═════ Given entries ═════

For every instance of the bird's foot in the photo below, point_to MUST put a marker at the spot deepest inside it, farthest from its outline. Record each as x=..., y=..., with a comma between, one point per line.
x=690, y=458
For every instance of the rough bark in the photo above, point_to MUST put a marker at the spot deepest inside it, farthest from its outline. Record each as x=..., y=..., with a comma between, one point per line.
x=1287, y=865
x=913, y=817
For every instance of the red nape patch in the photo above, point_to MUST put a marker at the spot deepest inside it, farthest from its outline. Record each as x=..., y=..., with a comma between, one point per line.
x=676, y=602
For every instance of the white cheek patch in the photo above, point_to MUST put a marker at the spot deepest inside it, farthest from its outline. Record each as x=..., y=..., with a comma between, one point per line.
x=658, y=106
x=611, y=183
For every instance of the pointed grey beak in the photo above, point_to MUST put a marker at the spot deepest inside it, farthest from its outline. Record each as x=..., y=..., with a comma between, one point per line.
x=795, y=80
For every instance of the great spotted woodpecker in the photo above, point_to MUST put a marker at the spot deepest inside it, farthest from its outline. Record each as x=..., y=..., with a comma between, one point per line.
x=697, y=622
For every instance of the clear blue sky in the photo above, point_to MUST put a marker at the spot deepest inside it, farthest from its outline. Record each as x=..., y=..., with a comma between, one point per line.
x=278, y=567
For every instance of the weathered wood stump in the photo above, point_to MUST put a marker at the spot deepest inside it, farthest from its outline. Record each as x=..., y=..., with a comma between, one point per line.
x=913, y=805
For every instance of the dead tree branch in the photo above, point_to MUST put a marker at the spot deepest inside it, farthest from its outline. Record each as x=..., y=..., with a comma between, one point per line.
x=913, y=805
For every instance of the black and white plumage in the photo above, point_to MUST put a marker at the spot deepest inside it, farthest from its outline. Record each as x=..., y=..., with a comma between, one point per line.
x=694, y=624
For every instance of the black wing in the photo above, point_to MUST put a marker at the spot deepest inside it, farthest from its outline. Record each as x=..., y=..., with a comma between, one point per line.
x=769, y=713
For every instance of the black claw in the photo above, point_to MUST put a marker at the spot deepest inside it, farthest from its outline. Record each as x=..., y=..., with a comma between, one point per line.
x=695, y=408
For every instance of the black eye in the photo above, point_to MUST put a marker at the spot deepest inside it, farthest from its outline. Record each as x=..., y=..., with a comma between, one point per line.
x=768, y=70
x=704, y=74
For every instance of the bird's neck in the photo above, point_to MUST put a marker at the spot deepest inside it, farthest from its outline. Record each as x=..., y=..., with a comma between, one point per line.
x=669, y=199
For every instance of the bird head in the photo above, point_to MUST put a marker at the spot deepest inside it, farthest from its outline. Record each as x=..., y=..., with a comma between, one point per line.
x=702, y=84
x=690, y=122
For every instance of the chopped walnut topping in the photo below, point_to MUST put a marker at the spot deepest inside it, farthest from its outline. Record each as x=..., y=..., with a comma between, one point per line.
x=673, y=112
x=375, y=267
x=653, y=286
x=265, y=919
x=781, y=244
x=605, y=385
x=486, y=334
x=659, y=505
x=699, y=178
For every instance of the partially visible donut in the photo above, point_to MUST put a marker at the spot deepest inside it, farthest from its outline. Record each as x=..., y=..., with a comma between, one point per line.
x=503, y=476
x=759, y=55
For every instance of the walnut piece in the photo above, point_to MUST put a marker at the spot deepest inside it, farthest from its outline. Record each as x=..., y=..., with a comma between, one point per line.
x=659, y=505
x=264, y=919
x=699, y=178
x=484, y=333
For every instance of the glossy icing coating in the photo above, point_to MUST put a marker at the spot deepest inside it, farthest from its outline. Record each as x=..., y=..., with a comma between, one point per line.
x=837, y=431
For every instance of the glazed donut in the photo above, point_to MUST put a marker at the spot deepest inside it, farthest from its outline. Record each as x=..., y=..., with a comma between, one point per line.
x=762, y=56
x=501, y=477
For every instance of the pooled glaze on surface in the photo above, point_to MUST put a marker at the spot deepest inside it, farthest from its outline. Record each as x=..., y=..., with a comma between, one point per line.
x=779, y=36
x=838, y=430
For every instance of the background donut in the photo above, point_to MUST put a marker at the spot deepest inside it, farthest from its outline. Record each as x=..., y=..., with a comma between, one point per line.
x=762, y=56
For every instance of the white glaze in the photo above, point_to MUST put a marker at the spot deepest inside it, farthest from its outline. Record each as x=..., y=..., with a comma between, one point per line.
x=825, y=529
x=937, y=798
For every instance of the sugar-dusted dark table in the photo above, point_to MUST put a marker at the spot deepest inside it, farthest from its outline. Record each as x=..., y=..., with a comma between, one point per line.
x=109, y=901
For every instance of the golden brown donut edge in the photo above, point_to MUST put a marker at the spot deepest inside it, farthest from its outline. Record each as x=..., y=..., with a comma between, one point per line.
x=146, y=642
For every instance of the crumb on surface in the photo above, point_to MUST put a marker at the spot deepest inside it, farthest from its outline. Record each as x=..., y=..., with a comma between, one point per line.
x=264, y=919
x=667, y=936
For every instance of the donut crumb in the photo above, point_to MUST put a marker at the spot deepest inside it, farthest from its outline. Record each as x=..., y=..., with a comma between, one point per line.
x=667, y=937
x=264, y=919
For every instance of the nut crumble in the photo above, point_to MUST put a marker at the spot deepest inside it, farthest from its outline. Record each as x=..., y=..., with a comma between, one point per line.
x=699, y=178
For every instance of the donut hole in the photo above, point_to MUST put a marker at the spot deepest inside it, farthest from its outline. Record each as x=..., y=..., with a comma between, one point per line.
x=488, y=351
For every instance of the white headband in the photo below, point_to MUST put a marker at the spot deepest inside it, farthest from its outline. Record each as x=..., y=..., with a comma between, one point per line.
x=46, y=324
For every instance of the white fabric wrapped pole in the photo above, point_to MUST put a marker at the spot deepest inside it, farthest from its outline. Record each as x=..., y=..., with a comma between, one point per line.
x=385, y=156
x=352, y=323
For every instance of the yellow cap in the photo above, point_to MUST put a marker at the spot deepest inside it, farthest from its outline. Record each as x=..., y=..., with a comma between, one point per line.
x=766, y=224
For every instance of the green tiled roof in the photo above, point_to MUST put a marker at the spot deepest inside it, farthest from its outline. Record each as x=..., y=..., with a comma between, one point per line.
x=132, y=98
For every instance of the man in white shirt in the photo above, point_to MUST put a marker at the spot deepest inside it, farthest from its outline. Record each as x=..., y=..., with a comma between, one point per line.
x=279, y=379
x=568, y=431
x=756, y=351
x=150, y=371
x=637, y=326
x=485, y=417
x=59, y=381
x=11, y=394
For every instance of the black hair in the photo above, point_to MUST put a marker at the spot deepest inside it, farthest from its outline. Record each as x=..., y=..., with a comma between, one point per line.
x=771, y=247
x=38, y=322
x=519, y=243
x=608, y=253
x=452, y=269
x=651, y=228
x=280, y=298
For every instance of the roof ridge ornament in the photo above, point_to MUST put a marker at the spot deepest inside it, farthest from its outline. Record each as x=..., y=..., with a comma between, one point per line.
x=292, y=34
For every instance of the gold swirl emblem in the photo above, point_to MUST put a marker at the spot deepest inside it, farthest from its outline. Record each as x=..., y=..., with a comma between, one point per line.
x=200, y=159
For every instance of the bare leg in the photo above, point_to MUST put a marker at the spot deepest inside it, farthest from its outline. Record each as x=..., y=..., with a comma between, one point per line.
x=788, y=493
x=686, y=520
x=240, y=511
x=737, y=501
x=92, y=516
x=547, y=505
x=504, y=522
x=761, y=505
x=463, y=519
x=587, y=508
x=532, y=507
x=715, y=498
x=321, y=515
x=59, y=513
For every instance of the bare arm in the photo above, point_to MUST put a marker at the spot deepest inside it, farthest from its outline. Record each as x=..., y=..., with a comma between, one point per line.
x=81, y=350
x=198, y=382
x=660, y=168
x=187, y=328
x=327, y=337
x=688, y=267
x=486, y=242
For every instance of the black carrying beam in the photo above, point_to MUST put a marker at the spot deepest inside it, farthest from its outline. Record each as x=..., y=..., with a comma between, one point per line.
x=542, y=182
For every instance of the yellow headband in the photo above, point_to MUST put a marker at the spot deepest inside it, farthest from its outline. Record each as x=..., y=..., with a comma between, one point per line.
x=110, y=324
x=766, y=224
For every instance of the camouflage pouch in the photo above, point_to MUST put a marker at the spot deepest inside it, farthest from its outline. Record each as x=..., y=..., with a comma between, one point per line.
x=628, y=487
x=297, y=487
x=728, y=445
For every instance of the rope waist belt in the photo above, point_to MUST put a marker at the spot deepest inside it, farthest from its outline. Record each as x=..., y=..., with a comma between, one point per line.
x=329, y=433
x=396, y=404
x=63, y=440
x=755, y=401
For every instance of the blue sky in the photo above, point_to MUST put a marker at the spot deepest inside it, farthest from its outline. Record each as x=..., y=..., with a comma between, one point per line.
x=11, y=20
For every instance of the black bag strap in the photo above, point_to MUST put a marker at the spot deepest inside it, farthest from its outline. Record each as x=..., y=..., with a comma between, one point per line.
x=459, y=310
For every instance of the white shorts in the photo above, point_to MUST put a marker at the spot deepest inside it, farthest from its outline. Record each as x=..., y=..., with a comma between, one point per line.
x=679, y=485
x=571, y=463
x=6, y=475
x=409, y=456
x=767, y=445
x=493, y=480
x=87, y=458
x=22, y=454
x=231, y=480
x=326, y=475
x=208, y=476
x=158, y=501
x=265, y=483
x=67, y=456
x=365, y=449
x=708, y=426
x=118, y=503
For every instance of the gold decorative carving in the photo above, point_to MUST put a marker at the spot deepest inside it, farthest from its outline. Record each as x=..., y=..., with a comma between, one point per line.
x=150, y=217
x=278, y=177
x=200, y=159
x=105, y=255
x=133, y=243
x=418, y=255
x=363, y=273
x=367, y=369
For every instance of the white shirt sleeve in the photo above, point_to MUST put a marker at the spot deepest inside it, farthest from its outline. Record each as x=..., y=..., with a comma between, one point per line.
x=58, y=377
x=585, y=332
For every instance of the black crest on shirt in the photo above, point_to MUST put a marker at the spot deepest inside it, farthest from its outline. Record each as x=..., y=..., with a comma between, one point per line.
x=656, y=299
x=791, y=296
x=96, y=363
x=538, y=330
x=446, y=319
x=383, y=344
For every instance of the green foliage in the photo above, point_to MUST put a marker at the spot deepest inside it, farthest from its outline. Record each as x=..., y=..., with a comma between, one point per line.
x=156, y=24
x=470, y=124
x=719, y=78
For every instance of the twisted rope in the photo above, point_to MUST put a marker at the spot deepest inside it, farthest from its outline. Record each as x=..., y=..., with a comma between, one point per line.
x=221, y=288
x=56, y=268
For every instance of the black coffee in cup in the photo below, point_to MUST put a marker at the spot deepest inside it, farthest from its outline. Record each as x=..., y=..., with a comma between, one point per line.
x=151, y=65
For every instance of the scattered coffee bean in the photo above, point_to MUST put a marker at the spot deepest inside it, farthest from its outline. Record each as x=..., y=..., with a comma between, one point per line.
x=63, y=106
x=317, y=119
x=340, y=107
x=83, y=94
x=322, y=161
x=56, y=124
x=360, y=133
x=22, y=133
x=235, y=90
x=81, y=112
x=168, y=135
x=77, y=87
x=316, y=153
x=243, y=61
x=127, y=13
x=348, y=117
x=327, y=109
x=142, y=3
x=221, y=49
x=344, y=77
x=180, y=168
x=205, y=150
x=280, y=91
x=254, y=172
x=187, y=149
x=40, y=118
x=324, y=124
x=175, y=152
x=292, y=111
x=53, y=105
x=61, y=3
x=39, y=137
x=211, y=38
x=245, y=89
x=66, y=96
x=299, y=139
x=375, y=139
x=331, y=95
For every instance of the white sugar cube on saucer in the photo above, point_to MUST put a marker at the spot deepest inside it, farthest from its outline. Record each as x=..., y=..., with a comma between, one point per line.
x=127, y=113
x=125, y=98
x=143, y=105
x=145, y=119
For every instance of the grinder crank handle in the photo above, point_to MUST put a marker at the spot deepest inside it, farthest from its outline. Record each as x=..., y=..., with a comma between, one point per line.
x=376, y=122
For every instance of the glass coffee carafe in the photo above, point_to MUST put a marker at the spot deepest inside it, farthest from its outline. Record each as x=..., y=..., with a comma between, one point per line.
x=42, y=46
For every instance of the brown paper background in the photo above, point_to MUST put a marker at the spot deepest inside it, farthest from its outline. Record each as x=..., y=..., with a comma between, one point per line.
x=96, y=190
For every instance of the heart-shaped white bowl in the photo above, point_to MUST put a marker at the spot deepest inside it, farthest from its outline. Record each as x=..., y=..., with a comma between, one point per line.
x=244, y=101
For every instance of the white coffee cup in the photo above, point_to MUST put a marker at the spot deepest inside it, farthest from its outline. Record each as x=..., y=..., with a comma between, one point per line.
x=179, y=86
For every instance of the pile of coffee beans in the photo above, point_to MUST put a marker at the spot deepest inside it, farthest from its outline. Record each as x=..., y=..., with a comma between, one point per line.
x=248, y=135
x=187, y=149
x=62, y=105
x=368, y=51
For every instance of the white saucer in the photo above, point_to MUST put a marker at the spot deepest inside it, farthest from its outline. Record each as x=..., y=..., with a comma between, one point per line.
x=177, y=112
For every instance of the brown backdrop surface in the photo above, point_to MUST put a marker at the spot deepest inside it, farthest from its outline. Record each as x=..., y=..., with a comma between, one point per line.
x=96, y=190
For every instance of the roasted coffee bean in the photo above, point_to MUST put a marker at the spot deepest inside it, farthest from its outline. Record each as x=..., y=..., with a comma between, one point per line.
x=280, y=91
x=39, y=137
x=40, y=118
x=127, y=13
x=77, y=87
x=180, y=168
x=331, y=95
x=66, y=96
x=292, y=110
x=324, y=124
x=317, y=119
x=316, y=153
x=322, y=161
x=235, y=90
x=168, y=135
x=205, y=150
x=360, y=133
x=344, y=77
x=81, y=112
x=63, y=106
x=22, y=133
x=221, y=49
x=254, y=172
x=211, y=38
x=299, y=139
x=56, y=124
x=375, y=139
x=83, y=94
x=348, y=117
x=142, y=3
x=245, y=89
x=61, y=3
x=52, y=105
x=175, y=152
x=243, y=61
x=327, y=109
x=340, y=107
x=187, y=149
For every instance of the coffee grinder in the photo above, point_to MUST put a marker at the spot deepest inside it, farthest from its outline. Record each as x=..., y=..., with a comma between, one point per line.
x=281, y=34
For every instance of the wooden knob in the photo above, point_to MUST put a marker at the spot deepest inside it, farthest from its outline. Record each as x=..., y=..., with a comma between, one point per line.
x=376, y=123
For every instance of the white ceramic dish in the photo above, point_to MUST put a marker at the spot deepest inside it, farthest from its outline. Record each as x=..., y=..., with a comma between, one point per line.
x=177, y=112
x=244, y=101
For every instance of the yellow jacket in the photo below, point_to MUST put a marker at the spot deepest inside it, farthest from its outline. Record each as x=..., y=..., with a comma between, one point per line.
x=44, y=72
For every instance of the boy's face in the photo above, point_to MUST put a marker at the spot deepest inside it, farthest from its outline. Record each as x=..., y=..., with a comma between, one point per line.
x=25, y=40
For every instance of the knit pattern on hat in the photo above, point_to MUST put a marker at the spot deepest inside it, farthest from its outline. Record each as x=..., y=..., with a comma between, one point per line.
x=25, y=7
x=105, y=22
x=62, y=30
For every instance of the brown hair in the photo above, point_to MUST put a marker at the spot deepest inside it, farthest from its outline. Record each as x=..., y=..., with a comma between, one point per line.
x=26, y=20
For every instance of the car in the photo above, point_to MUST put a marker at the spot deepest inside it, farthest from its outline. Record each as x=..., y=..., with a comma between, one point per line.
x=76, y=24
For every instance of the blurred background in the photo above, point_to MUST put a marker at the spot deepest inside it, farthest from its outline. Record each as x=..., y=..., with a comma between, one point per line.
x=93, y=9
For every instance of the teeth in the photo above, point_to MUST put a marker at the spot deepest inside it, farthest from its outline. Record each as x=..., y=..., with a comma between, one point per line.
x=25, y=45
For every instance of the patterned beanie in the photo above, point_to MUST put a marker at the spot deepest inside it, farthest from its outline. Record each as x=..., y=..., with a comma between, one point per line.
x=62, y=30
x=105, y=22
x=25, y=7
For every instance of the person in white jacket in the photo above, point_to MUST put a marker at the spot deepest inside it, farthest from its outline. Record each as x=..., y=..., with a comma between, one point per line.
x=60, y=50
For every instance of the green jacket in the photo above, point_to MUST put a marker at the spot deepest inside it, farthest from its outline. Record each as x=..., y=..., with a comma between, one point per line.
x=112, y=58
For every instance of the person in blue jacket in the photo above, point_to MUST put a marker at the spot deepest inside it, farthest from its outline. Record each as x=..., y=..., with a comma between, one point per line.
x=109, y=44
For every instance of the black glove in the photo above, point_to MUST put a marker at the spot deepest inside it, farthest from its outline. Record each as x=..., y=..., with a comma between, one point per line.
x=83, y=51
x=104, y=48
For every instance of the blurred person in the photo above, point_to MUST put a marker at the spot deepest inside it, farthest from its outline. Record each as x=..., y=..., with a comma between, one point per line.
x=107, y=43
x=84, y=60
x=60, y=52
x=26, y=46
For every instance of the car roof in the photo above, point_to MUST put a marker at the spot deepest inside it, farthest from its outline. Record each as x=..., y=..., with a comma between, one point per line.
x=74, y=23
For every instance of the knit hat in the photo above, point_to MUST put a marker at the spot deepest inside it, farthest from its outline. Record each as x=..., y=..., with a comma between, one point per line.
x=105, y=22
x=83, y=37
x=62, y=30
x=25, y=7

═════

# Aim of the exercise:
The expected answer is an exact copy of the lines beginning at the one with "For every instance of the car roof" and running to the end of the entries above.

# Expected answer:
For every instance of the car roof in the photo above, point_to MUST put a marker at the spot deepest inside it, farthest from its outline. Record each as x=..., y=..., with a comma between, one point per line.
x=74, y=23
For every instance of the knit hat in the photo above, point_to MUST put a marker at the spot deepest inside it, farthest from its outline. Record each as x=..., y=..., with a comma between, one point per line.
x=105, y=22
x=83, y=37
x=62, y=30
x=25, y=7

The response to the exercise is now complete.